*The request:*
Rescale the records from the line holding "If the button" through the line holding "[177,327,691,1184]", inclusive. Repeat each of those lines and only those, requests included, with every bounding-box coordinate in the answers multiplied by 1.65 and rounded to a whole number, halves rounding up.

Rows of box annotation data:

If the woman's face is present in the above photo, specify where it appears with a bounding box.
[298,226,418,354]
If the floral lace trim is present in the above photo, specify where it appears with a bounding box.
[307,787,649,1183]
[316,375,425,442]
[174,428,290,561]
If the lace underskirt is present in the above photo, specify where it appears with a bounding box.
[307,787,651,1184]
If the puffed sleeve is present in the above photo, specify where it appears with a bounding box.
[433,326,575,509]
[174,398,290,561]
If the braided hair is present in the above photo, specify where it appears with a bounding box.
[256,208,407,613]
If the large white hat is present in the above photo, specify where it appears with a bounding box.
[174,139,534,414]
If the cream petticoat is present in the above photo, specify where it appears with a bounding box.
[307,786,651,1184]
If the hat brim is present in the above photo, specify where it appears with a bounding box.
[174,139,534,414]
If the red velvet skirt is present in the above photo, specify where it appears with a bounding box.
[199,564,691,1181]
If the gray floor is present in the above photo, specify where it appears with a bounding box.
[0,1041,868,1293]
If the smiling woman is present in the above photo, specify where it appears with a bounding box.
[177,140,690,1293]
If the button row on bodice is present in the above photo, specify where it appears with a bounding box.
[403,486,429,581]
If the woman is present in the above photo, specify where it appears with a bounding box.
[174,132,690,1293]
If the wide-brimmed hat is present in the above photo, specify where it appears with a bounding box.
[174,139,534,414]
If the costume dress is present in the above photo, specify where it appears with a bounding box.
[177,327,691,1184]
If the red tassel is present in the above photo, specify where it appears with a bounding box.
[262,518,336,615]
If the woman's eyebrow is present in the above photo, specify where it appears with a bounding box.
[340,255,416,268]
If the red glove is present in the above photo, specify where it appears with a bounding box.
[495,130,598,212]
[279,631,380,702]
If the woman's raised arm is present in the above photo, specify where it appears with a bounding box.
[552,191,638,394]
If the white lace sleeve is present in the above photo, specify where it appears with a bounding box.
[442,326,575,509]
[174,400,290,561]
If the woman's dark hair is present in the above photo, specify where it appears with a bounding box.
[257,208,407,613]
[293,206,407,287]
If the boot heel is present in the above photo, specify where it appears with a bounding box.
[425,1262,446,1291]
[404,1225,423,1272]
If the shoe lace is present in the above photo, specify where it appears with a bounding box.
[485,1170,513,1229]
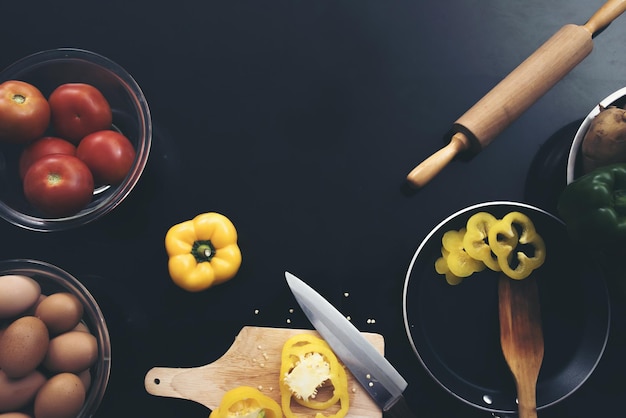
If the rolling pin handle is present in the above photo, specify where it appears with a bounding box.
[406,132,471,188]
[583,0,626,36]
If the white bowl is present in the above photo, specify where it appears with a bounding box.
[567,87,626,184]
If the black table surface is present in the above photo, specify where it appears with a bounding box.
[0,0,626,418]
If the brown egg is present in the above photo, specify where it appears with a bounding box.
[35,373,85,418]
[0,316,50,379]
[72,321,91,333]
[78,369,91,391]
[0,370,46,417]
[43,331,98,373]
[0,275,41,318]
[35,292,83,335]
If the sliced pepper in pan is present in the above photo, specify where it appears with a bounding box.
[165,212,241,292]
[463,212,504,271]
[489,212,546,280]
[435,228,485,283]
[435,212,546,285]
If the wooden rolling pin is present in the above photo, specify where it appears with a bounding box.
[407,0,626,188]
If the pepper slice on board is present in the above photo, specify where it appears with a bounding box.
[165,212,241,292]
[209,386,283,418]
[279,333,350,418]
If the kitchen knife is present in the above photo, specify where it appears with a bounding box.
[285,272,416,418]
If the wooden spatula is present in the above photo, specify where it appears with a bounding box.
[498,274,543,418]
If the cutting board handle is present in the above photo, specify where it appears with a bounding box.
[583,0,626,35]
[144,326,385,418]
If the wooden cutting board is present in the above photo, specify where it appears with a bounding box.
[144,326,384,418]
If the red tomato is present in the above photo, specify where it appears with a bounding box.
[48,83,113,144]
[19,136,76,180]
[0,80,50,144]
[76,130,135,184]
[24,154,94,217]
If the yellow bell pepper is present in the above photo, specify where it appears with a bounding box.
[279,333,350,418]
[209,386,283,418]
[463,212,504,271]
[165,212,241,292]
[489,212,546,280]
[435,228,485,284]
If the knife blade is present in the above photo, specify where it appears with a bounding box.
[285,272,415,418]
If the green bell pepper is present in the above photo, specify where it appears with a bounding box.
[557,163,626,249]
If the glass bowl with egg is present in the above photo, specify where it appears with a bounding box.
[0,259,111,418]
[0,48,152,232]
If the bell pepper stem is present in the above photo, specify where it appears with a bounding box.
[191,240,215,263]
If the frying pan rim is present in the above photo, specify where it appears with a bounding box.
[402,200,611,414]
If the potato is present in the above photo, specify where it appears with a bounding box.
[582,105,626,173]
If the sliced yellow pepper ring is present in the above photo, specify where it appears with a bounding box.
[489,212,546,280]
[441,228,485,277]
[209,386,283,418]
[463,212,504,271]
[279,333,349,418]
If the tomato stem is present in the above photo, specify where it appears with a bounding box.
[13,94,26,104]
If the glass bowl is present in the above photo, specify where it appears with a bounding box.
[567,87,626,184]
[0,48,152,232]
[0,259,111,418]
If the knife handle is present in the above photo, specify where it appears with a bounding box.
[383,396,417,418]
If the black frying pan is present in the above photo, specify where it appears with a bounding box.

*Output:*
If the button row on bodice is present in the above photo, specify where it appears with a bounding box.
[665,802,708,959]
If the woman is present in the above photo, specify where it appears with a bounding box.
[287,218,1139,2133]
If the wide-brimmed hat is present in the above photo, specify where it appears with a bounding box.
[287,229,881,683]
If the costume dress is present in the above photo, specify where it appears with a bounding box.
[292,540,1140,1954]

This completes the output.